**EXTRACT TO READ**
------------------------------------------------------------

How do I rate our solar system?
One star
*Getting a tattoo*
Me(to tattoo artist)-Do you ever make the bzzz-sounds with your mouth when you’re using a regular pen on your spare time?
ME: One time I was attacked by a shark
REPORTER: Wow! [turns on recorder] tell us what it was like
ME [leans in to mic] A massive fish
This time last night, there was a spider so big in my bathroom it put me under a glass on a postcard and carried me out.
I’m so lazy, I’ll only walk my fingers through your hair.
GOOD COP: I’m going to read you your rights
BAD COP: I’m going to beat a confession out of you
CENTRIST COP: you both make some good points
Twitter is fun because you get to be like, “Ducks are good” and someone in your mentions will go, “Um, I’m sorry but my brother is married to a duck scientist and this is a harmful view” and then someone else pops up going, “Your silence about horses is extremely telling”
Waiter: Fresh pepper, sir?
Me: Yes, please.
Pepper: Honey, I’m as single as a dollar and I’m not lookin’ for change.
The big twist in GODZILLA VS KONG is they both find out their mother’s name is Mothra
sugar glider wrangler
My husband: This marriage is getting a bit crowded
Me: WAIT…WHAT ARE YOU SAYING?
My boyfriend: Sorry to interrupt–this is so awkward–but can someone please pass the mustard?
Charlie and the Chocolate Factory is basically Saw, but with desserts.
*wife is out of town*
Do I dare leave the toilet seat up?
*looks around and shrugs*
Screw it. This is my house.
*falls into toilet at 3AM*
Most of my Biology exams were Bio D Gradeable.
I’ll let myself out.

------------------------------------------------------------

**INFORMATION GIVEN**
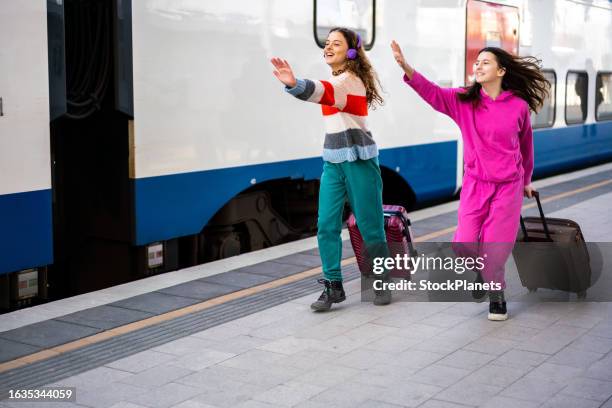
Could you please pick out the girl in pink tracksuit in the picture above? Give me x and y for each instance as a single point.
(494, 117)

------------------------------------------------------------

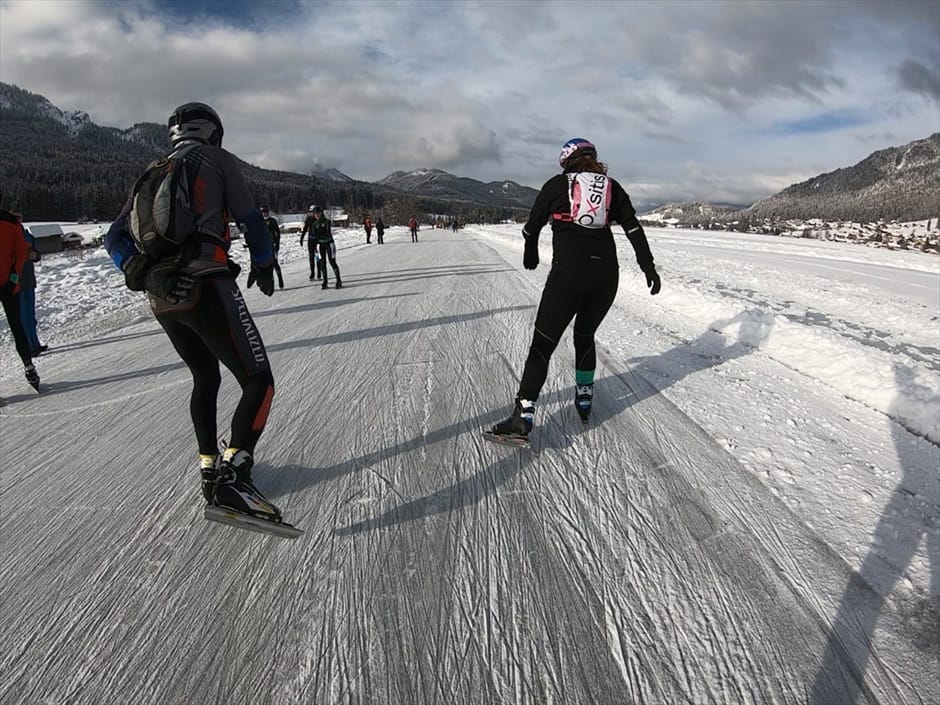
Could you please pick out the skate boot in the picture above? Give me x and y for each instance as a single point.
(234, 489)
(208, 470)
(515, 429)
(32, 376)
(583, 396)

------------------------------------------------------------

**ACTIVITY LIST**
(a) In the jokes, what does the speaker say into the microphone when the reporter asks what the shark attack was like?
(b) Say whether each statement agrees with the jokes, answering yes or no and quoting the deciding words.
(i) The spider in the bathroom carried the speaker out.
(ii) The centrist cop sides only with the good cop.
(iii) The pepper says it is looking for change.

**ANSWERS BY ITEM**
(a) "A massive fish."

(b)
(i) Yes: "it put me under a glass on a postcard and carried me out."
(ii) No: "you both make some good points"
(iii) No: "I’m not lookin’ for change."